It’s a surprise, in a sense, that cinemas are continuing to perform as well as they are. The economics of the post-pandemic industry have changed such that it’s now arguably in a film studio’s interest to keep multiplex chains on a short leash. According to an IndieWire report from 2023, Universal’s revenue share, while around 50:50 with cinemas from ticket sales, is closer to 80:20 on premium-video-on-demand formats – the same formats now made available as soon as 17 days after a film’s cinema release by default. Total video-on-demand revenue for the studio was estimated to be as high as 44% as that taken from the box office.

No wonder, then, studios have been so dismissive of US multiplex chain AMC’s calls to revisit exclusivity windows. With Warner Bros reportedly spending as much as $80m on marketing for Bong Joon-ho’s Mickey 17, it makes perfect business sense to capitalise on that spend via the VOD market while posters are still in cinema foyers. Though audiences haven’t yet lost their conditioning to mistrust straight-to-streaming movies, and a cinema release is more-or-less essential to convince punters they’re about to rent “a proper movie”, the advertising spend of a wide release alone frequently approaches or exceeds the budget of the films themselves. A studio will make more money from 500 $20 PVOD rentals than 1000 $10 cinema tickets – it’s arguably in their interest to drive people to home viewing, especially when plenty also own the subscription-based streaming platforms the films end up on further down the line.

Data supplied:
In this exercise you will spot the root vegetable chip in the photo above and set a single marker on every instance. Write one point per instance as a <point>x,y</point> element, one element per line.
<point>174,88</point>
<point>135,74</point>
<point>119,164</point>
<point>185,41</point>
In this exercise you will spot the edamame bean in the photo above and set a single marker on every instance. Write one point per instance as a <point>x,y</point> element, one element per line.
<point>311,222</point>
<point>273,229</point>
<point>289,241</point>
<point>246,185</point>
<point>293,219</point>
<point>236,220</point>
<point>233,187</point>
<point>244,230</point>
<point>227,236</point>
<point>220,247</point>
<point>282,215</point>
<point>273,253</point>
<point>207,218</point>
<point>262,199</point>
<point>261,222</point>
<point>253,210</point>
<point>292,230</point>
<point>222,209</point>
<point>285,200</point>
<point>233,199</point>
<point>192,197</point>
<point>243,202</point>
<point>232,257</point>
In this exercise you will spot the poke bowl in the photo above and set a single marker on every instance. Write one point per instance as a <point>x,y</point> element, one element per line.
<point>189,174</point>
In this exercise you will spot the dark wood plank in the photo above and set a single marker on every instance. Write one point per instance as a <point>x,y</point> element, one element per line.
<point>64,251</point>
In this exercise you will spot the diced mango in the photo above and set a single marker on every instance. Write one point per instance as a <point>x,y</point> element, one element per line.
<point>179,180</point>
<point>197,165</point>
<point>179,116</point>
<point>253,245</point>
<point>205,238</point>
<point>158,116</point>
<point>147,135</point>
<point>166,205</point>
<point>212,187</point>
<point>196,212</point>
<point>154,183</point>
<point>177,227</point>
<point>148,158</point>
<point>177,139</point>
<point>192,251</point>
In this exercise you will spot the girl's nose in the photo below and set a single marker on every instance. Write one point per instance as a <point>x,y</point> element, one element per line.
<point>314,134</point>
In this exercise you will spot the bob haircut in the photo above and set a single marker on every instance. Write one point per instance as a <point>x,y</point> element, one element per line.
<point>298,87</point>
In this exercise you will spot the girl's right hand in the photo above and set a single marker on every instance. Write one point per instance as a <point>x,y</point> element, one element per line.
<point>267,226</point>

==

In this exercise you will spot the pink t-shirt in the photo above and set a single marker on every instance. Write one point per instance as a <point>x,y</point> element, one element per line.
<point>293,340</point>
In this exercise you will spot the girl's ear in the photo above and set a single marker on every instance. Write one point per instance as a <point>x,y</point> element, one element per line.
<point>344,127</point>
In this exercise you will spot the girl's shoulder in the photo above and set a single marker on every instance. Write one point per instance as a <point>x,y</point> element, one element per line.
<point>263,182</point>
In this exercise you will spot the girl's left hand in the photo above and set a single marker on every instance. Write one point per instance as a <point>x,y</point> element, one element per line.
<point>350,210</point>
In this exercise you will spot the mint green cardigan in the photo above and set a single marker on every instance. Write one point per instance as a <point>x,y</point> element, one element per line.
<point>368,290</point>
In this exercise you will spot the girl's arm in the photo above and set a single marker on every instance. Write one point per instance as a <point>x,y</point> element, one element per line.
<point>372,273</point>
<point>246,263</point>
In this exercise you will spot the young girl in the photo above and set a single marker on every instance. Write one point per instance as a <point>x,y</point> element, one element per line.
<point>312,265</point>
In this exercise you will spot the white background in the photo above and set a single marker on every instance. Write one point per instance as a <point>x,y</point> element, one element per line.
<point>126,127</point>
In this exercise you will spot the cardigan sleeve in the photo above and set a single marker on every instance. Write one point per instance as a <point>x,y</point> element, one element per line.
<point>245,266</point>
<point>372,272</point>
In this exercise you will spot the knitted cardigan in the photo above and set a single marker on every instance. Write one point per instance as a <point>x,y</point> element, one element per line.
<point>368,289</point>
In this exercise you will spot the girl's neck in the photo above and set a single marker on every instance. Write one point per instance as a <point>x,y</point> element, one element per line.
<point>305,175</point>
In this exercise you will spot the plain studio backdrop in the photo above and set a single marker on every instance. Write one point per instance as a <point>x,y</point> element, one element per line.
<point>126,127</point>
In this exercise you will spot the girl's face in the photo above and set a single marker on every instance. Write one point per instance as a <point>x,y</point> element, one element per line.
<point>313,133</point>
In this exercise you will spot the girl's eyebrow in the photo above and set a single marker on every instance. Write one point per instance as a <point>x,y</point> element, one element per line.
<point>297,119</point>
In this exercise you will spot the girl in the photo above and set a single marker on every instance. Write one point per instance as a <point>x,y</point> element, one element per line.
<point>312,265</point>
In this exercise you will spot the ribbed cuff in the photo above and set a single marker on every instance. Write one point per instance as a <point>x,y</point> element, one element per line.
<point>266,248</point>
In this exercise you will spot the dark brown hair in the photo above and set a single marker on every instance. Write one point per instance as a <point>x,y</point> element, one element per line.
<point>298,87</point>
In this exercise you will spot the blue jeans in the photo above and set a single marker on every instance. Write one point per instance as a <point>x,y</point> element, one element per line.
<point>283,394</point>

What you need to do:
a) From the passage on cinema and studio economics, copy out the words starting at "It’s a surprise, in" and ending at "the box office.".
b) Continue the passage on film studios, cinemas and video-on-demand from the point where it stops.

Responses by item number:
a)
It’s a surprise, in a sense, that cinemas are continuing to perform as well as they are. The economics of the post-pandemic industry have changed such that it’s now arguably in a film studio’s interest to keep multiplex chains on a short leash. According to an IndieWire report from 2023, Universal’s revenue share, while around 50:50 with cinemas from ticket sales, is closer to 80:20 on premium-video-on-demand formats – the same formats now made available as soon as 17 days after a film’s cinema release by default. Total video-on-demand revenue for the studio was estimated to be as high as 44% as that taken from the box office.

b)
Of course, with all the major streamers (Netflix excluded) also having fingers in the theatrical distribution pie in one way or another, neatly dividing slices of these businesses into the red and the black is trickier than it might look. This won’t stop people trying. As the only revenue segment of the film industry made public almost instantaneously, especially in the US, trade press reports of a film’s success are heavily (read: entirely) weighted towards its box office performance – usually decided within the first 48 hours of its release.

As a result, a glance at the headlines of any major Hollywood publication often makes for grim reading. The loss of residual payments caused by the streaming revolution has caused every major film’s up-front costs to skyrocket to keep legacy talent on-side. It feels, at the moment, like we’re in something of a transitional phase – every headline labelling an original blockbuster a flop provides more evidence for studios to slash the wages of anyone paid above their market rate. The days when Leonardo DiCaprio can command as much as a reported $20m for his role in a Paul Thomas Anderson film could, on this current trajectory, soon be behind us.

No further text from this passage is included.